Exercise brief: Please return every line of the records below that holds the word "each".

Data section:
*-*-*

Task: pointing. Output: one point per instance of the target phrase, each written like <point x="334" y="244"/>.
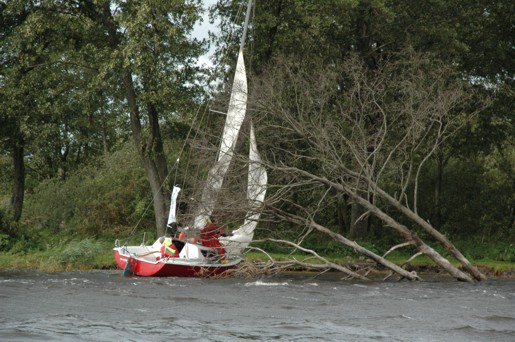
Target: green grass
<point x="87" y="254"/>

*-*-*

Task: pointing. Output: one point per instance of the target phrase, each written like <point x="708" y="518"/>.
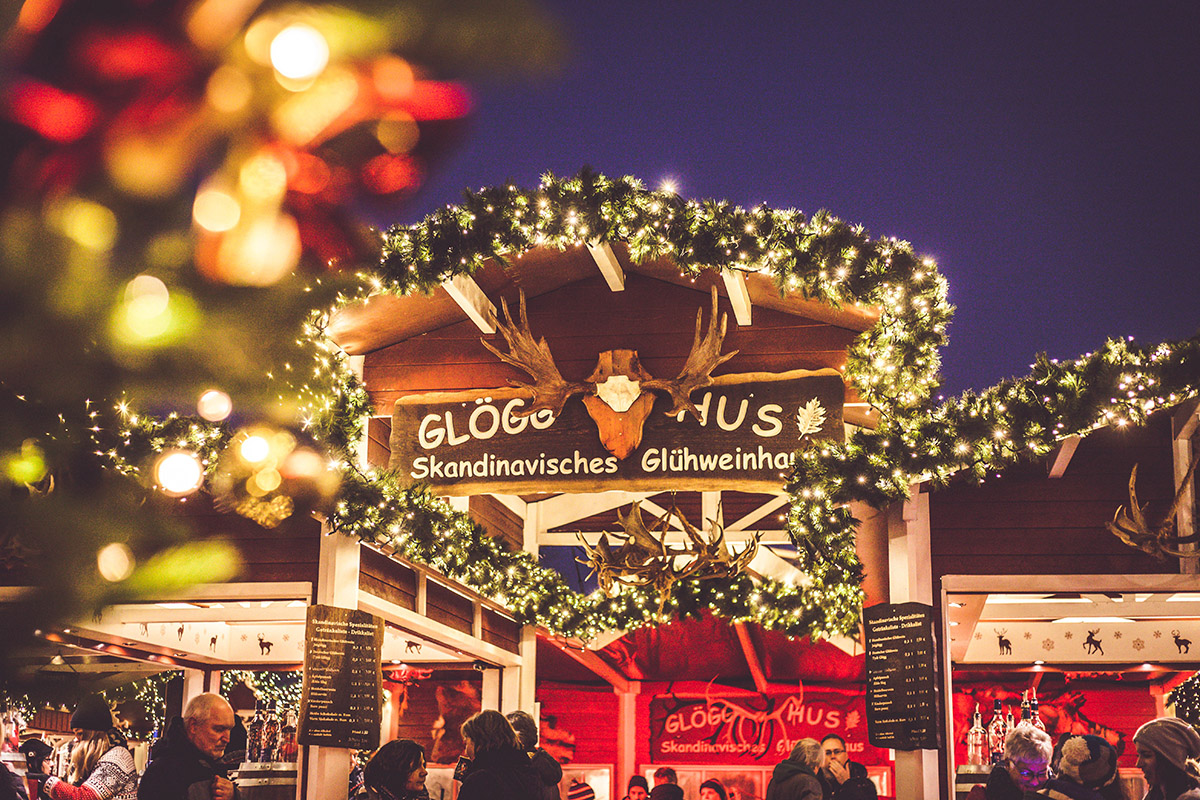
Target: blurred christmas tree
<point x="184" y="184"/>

*-*-*

Finished task:
Task: pointing. Output: one point per instance of the target phrase, each written like <point x="334" y="244"/>.
Task: pointing. Output: one point per instance of the target phrase, each written like <point x="708" y="518"/>.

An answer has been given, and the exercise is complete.